** WHAT YOU WILL DO **
According to the Alabama football text, what gives Alabama its lead in the SEC West Division? Answer in one to three sentences.

#### TEXT SHOWN

The Alabama Crimson Tide football team represents the University of Alabama in the NCAA Division I Football Bowl Subdivision (formerly Division I-A), competing as a member of the Western Division of the Southeastern Conference (SEC). Alabama is one of the most storied programs in college football history, claiming 17 national championships. Alabama has also recorded 31 conference championships, 27 SEC championships, and holds NCAA records with 70 post-season bowl game appearances, 41 bowl game victories, and 38 ten-win seasons (second to the Oklahoma Sooners). Alabama leads the SEC West Division with its twelve appearances in the SEC Championship game. The Associated Press (AP) ranks Alabama 5th in All Time Final AP Poll appearances. With 905 wins over 124 years of football, Alabama ranks 6th all-time in win-loss records in the NCAA.

Alabama plays its home games at Bryant-Denny Stadium, located on-campus in Tuscaloosa.

########
#### DATA EXCERPTS

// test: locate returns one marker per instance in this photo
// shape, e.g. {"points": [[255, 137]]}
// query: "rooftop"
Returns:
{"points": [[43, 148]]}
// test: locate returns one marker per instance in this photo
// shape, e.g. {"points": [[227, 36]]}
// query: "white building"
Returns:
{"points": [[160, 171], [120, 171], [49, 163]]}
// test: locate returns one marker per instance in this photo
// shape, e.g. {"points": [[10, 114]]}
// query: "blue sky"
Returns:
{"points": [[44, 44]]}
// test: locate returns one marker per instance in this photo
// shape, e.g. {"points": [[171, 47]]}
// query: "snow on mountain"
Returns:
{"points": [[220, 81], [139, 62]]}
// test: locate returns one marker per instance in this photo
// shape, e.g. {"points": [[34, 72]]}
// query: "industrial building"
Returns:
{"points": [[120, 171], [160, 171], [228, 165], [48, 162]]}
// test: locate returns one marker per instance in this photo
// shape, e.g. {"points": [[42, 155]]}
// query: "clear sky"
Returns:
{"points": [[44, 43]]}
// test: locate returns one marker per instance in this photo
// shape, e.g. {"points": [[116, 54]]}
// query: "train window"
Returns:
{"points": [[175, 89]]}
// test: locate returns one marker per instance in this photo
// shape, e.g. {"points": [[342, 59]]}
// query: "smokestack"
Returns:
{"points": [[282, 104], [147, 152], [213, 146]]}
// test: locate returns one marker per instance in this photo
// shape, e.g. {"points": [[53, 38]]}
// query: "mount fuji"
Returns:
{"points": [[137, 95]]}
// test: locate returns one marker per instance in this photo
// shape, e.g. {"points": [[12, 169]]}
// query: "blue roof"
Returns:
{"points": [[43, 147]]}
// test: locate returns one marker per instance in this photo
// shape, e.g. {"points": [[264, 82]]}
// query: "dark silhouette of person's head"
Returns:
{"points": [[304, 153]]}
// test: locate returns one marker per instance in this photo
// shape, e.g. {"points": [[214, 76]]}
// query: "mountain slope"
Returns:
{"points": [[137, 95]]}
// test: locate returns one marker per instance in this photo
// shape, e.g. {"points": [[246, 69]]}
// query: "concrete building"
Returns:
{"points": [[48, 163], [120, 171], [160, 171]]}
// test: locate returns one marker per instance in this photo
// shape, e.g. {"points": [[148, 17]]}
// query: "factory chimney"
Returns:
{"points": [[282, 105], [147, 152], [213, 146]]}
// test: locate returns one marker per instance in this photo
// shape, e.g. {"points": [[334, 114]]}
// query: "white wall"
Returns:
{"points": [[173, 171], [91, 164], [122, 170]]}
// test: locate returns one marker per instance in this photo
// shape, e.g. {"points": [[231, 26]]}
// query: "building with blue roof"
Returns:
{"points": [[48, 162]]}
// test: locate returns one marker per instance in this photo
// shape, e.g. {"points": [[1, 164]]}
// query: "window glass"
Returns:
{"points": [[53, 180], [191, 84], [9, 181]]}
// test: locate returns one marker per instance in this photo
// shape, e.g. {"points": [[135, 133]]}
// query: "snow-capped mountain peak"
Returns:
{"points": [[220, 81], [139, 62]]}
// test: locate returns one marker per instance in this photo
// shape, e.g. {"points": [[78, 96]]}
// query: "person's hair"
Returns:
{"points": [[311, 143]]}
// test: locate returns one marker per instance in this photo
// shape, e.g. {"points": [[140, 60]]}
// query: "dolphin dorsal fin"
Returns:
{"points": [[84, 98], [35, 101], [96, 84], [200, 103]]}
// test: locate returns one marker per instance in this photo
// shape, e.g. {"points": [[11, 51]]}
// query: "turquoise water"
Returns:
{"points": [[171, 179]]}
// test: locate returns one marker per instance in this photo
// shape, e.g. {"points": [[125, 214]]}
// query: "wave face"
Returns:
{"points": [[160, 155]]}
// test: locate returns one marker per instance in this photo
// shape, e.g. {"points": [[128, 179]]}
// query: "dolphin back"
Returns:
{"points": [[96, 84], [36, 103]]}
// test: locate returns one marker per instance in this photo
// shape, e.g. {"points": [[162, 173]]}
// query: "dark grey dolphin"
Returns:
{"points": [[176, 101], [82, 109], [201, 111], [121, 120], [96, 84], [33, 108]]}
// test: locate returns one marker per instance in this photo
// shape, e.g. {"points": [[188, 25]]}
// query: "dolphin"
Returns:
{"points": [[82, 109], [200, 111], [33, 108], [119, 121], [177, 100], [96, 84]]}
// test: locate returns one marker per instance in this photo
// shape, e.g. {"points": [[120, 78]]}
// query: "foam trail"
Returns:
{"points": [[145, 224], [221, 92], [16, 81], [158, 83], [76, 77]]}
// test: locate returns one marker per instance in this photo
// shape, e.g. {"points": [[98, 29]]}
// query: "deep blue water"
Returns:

########

** WRITTEN RESPONSE **
Alabama leads the SEC West Division because of its twelve appearances in the SEC Championship game.